▶ **Source**
## BEGIN
Welcome! I really enjoy exchanging information with people and hope this blog will help with that. Some of the surnames I'm researching:

Many old Cape families including Kelley, Eldredge/idge, Howes, Baker, Mayo, Bangs, Snow, Chase, Ryder/Rider, Freeman, Cole, Sears, Wixon, Nickerson.
Many old Plymouth County families including Washburn, Bumpus, Lucas, Cobb, Benson.
Johnson (England to MA)
Corey (Correia?) (Azores to MA)
Booth, Jones, Taylor, Heatherington (N. Ireland to Quebec)
O'Connor (Ireland to MA)
My Mayflower Ancestors (only first two have been submitted/approved by the Mayflower Society):
Francis Cooke, William Brewster, George Soule, Isaac Allerton, John Billington, Richard Warren, Peter Browne, Francis Eaton, Samuel Fuller, James Chilton, John Tilley, Stephen Hopkins, John Howland.
## END
Object location annotation data:
## BEGIN
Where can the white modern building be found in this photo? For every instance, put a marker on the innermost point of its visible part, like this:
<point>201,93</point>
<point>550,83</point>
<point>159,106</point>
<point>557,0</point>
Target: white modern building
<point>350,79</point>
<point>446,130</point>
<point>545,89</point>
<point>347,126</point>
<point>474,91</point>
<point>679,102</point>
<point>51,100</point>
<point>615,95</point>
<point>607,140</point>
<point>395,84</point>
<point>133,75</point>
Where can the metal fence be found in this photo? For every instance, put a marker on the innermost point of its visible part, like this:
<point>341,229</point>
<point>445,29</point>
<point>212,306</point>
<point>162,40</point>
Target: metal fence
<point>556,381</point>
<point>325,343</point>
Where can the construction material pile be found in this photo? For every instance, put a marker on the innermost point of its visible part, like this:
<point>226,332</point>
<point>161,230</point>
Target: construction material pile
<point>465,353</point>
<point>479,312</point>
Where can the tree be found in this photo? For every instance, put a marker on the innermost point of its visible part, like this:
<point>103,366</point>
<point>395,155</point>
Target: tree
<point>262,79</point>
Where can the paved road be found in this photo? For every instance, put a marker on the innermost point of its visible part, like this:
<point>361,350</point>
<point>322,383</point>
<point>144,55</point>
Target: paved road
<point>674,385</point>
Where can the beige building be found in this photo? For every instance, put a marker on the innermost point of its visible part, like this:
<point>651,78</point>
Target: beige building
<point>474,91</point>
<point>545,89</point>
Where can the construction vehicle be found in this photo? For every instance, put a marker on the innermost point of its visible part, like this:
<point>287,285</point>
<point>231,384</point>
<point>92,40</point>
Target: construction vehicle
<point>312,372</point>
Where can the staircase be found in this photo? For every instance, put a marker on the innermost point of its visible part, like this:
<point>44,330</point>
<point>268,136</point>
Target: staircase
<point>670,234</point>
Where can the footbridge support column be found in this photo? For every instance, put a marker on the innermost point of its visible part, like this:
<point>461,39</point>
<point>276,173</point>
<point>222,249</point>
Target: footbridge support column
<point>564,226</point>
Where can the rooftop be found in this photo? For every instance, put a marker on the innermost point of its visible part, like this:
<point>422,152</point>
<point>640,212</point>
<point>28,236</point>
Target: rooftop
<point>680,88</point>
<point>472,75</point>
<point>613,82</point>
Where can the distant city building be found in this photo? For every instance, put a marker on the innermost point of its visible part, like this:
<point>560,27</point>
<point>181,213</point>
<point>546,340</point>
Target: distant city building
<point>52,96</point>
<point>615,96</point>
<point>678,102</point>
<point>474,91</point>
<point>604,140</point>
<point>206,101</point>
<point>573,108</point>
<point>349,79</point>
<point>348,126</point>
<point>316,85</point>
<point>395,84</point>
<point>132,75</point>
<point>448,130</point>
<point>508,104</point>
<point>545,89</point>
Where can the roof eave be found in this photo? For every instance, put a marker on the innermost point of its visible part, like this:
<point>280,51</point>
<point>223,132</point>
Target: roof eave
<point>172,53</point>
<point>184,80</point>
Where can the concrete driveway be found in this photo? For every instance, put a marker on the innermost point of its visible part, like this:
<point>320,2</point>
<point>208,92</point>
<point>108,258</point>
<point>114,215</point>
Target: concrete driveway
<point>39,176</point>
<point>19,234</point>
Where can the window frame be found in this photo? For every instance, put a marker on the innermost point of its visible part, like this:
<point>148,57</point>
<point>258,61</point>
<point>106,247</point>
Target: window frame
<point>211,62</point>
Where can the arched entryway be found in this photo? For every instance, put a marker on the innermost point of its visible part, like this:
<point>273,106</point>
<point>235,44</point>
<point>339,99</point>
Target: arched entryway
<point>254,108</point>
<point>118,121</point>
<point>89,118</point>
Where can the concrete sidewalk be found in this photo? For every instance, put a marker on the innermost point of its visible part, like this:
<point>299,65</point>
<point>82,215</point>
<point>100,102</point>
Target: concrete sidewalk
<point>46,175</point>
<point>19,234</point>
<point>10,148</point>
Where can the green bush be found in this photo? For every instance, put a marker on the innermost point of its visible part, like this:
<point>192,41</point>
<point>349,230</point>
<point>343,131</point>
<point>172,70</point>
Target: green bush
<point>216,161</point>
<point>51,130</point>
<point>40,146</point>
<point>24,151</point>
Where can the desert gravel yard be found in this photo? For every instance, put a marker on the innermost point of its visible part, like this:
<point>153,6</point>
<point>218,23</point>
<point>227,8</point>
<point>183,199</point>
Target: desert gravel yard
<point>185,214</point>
## END
▶ **Instructions for the task**
Copy the genealogy blog introduction word for word, starting at "Many old Cape" and ending at "(Ireland to MA)".

▶ **The output**
Many old Cape families including Kelley, Eldredge/idge, Howes, Baker, Mayo, Bangs, Snow, Chase, Ryder/Rider, Freeman, Cole, Sears, Wixon, Nickerson.
Many old Plymouth County families including Washburn, Bumpus, Lucas, Cobb, Benson.
Johnson (England to MA)
Corey (Correia?) (Azores to MA)
Booth, Jones, Taylor, Heatherington (N. Ireland to Quebec)
O'Connor (Ireland to MA)